─── Supplied entries ───

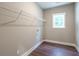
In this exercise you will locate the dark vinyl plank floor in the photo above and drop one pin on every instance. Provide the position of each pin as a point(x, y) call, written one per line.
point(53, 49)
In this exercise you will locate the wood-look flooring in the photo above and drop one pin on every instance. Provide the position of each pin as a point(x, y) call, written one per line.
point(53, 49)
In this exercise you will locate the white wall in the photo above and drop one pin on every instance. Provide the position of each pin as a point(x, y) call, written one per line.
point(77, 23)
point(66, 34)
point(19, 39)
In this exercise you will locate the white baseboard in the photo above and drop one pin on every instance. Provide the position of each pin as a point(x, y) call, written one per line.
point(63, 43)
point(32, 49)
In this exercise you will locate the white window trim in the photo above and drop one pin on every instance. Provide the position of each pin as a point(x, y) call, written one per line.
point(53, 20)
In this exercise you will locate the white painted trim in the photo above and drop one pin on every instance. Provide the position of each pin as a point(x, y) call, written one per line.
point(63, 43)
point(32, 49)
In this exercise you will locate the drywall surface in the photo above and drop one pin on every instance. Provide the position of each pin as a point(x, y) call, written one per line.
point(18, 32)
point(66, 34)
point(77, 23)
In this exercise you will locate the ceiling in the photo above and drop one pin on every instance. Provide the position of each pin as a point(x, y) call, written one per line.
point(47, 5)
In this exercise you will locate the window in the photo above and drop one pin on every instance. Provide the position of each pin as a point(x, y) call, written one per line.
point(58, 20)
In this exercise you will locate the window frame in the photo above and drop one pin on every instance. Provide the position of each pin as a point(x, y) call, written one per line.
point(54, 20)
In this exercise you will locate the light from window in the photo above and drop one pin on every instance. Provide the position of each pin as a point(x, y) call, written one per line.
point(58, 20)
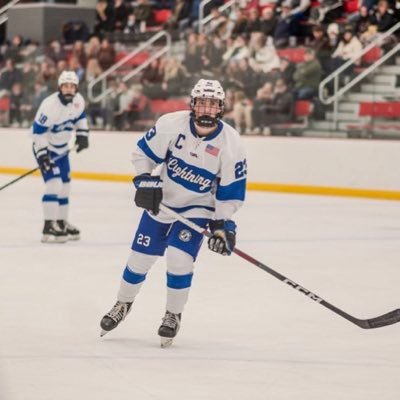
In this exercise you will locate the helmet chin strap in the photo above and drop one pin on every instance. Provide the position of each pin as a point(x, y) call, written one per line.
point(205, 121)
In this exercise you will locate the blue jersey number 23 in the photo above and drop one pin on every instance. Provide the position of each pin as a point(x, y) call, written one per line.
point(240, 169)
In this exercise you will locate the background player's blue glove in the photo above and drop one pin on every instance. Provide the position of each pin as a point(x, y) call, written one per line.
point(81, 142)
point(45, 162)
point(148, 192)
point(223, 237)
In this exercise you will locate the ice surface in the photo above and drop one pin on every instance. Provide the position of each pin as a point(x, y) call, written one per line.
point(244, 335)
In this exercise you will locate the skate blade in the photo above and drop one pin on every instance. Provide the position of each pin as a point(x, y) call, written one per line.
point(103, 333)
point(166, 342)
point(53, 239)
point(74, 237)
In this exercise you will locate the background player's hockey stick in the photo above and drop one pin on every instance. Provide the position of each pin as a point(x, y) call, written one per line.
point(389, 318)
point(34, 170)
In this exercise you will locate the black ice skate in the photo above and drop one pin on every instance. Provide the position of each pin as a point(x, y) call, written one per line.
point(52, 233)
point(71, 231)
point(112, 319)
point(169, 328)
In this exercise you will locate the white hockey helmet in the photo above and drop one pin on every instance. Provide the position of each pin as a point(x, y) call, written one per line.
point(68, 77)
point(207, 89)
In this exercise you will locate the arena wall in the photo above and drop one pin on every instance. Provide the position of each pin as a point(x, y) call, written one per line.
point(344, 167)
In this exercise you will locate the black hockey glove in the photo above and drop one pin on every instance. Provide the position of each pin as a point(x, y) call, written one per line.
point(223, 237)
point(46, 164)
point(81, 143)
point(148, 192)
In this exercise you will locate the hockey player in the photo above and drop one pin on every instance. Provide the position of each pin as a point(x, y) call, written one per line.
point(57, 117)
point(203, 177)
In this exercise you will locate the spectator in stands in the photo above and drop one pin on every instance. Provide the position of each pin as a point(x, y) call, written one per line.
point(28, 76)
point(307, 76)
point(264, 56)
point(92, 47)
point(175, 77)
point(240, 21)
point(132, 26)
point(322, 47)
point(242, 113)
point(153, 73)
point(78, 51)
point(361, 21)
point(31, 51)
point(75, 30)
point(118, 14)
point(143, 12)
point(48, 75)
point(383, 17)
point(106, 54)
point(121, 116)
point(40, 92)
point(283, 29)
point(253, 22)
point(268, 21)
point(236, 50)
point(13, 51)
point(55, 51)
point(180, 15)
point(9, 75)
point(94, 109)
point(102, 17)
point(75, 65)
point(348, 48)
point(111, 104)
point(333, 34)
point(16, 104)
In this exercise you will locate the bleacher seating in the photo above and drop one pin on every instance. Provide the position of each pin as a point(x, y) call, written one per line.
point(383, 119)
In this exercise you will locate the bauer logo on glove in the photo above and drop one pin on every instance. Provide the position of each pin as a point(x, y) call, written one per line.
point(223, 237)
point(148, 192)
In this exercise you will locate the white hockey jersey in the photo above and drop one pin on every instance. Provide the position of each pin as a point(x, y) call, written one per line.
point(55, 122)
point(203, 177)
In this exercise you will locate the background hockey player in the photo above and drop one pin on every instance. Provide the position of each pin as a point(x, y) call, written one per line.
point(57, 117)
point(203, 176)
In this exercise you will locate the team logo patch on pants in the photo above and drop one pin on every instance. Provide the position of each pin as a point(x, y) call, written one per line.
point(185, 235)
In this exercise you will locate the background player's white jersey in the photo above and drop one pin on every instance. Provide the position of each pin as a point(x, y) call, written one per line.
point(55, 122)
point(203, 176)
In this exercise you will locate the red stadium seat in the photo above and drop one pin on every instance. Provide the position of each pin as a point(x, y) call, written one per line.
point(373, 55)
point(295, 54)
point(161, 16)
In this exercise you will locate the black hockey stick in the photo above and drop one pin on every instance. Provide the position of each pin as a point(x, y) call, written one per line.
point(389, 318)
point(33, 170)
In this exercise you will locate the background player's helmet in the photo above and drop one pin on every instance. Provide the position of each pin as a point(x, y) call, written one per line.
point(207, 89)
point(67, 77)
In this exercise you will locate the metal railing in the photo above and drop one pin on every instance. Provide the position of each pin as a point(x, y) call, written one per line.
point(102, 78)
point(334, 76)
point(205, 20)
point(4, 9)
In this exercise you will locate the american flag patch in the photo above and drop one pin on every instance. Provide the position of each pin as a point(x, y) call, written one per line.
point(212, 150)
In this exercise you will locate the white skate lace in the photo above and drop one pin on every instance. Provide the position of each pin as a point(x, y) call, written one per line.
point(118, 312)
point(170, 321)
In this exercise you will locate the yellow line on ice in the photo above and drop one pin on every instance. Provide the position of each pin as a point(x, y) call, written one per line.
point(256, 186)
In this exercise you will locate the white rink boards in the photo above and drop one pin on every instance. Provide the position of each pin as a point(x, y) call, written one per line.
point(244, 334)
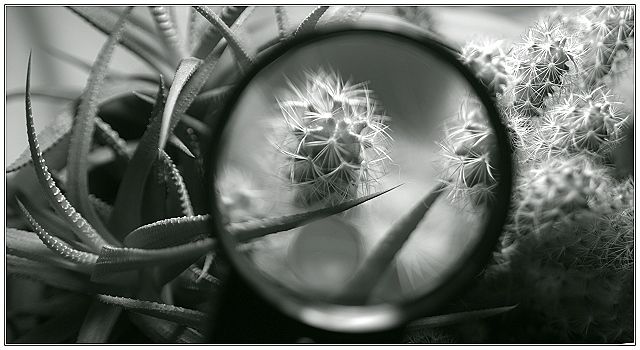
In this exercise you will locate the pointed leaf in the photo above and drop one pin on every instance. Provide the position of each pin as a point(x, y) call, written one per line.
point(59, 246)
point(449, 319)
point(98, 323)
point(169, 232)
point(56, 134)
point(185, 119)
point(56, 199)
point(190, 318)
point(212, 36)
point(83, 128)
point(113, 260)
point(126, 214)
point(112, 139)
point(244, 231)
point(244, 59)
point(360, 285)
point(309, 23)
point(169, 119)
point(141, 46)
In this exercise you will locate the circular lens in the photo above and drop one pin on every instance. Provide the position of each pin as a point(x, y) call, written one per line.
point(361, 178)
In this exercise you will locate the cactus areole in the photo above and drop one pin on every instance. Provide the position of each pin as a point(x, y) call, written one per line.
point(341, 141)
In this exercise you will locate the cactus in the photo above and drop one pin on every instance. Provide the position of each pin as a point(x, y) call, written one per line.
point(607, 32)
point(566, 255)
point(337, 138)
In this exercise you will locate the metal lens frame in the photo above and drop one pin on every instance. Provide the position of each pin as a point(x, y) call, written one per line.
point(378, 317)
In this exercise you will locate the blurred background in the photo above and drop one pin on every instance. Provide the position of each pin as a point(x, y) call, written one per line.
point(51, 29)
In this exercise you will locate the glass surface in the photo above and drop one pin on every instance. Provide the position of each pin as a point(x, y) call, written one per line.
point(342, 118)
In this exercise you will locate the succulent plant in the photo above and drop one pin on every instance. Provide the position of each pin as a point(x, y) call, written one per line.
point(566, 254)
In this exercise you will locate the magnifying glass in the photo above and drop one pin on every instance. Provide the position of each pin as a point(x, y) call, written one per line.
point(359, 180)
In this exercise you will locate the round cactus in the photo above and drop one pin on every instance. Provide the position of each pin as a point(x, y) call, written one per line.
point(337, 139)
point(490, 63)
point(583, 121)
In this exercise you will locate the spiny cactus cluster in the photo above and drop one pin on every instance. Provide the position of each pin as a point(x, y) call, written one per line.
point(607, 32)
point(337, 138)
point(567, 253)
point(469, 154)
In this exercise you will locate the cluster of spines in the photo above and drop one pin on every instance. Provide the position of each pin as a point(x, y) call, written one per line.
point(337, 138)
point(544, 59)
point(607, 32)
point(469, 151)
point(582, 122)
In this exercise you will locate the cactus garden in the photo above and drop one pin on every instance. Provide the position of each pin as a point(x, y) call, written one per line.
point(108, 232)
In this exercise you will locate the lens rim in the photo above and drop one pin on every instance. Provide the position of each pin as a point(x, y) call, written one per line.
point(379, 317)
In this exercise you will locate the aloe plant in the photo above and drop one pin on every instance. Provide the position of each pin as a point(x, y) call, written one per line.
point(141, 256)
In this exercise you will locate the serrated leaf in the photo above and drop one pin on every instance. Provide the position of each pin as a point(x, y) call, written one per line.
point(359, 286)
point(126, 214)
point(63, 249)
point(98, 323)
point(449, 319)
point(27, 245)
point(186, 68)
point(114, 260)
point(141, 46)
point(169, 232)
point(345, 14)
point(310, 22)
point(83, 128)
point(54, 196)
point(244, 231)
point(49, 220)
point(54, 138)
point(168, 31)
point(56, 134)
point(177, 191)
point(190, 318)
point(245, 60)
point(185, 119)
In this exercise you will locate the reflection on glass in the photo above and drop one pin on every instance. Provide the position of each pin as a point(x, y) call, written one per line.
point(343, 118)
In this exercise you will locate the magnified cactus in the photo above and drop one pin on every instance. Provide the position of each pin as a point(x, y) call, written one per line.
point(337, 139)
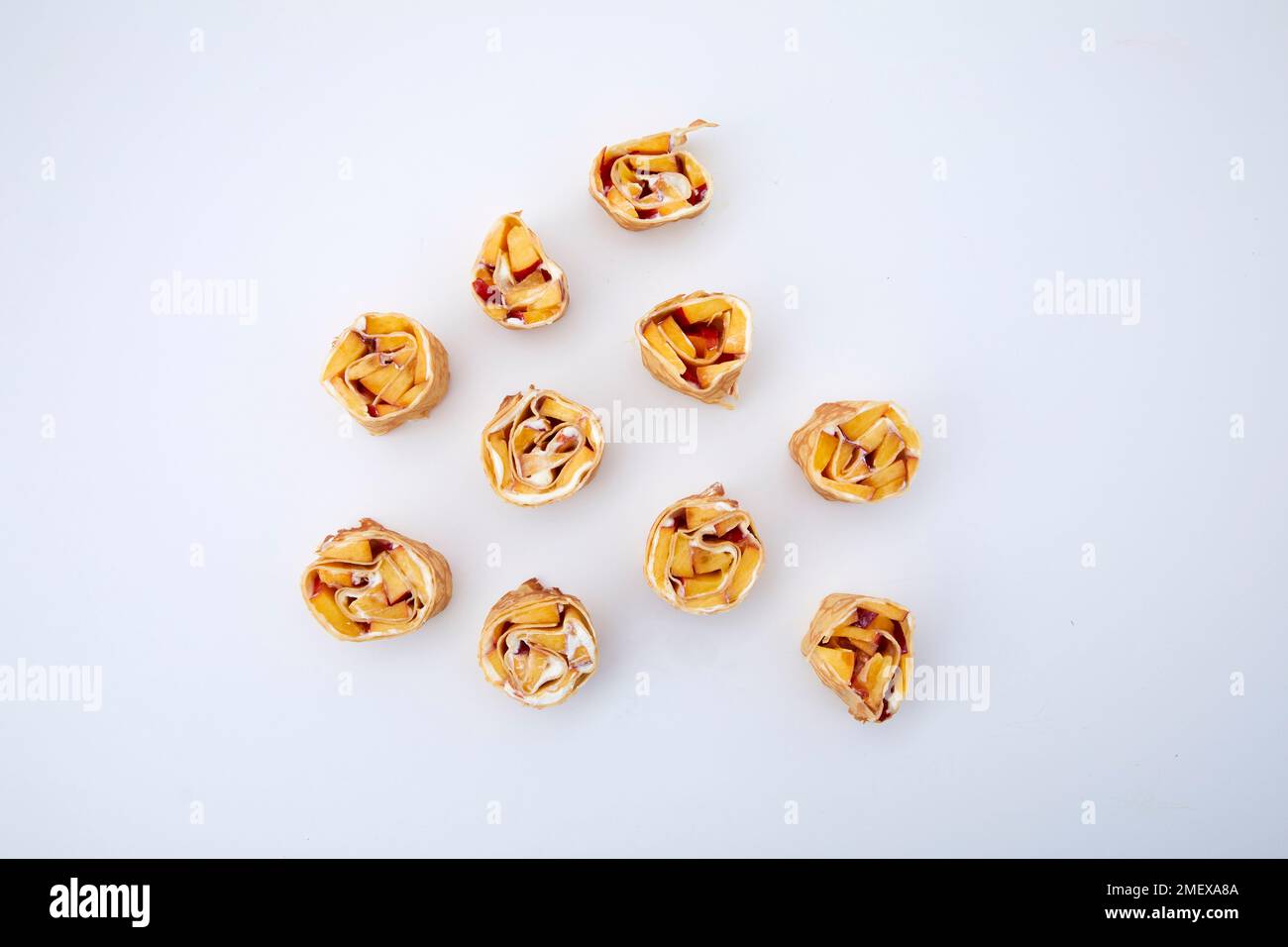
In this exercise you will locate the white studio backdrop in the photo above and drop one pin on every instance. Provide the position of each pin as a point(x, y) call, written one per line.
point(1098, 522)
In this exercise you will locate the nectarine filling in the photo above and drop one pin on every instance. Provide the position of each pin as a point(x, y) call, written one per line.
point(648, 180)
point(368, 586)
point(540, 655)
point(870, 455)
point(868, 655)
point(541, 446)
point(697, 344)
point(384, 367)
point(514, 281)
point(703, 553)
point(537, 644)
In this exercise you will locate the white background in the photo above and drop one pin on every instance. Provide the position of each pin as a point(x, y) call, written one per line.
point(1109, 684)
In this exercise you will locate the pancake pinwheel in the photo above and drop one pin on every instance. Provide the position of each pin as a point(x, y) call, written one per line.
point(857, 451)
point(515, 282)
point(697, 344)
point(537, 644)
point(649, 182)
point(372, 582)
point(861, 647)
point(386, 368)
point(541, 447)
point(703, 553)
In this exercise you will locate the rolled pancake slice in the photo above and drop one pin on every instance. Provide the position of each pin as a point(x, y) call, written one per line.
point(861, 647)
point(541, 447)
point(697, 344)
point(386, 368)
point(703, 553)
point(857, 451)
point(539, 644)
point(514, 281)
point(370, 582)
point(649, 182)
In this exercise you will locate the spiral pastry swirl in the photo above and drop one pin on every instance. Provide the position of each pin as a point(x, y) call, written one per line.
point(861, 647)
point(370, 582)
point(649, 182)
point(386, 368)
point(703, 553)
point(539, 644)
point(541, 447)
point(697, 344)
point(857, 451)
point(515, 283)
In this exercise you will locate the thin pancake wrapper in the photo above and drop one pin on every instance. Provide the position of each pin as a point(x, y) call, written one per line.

───

- _Task instructions_:
Can you put the entries into a two-column CSV, starting at the very first one and ending at the one on the line that contains "point(47, 5)", with headers entry_text and answer and one row per entry? Quote each field, replace line breaks with spaces, and leave the pictures out.

- _Written solution_:
entry_text,answer
"In this exercise you will locate the dark vinyl plank floor in the photo above and drop one pin on every instance. Provide the position of each pin as a point(x, y) call, written one per line.","point(53, 49)"
"In this exercise you will locate the wood-look flooring in the photo above and drop one pin on every instance. Provide the position of each pin as a point(x, y) call, written one per line.","point(53, 49)"
"In this exercise you will locate the white wall in the photo above and drop one pin on every instance. Provide the position of each pin as a point(x, y) call, written one per line.","point(77, 23) point(66, 34) point(19, 39)"
"In this exercise you will locate the white baseboard in the photo above and drop one pin on every instance. Provide the position of each pin as a point(x, y) call, written one per line.","point(63, 43) point(32, 49)"
"In this exercise you will locate the white window trim in the photo above and drop one pin on every instance. Provide the position of each pin as a point(x, y) call, written one per line.","point(53, 20)"
"In this exercise you will locate the white painted trim in the photo above and drop one pin on every instance. Provide the position of each pin as a point(x, y) call, written one per line.","point(63, 43) point(32, 49)"
"In this exercise you will locate the drywall surface in the photo above and drop one pin on every instance. Provide the position of each pin as a point(x, y) call, written one per line.","point(18, 32) point(66, 34) point(77, 23)"
"In this exercise you will locate the ceiling in the photo above and drop one pin on every instance. Provide the position of each pin as a point(x, y) call, written one per line.","point(47, 5)"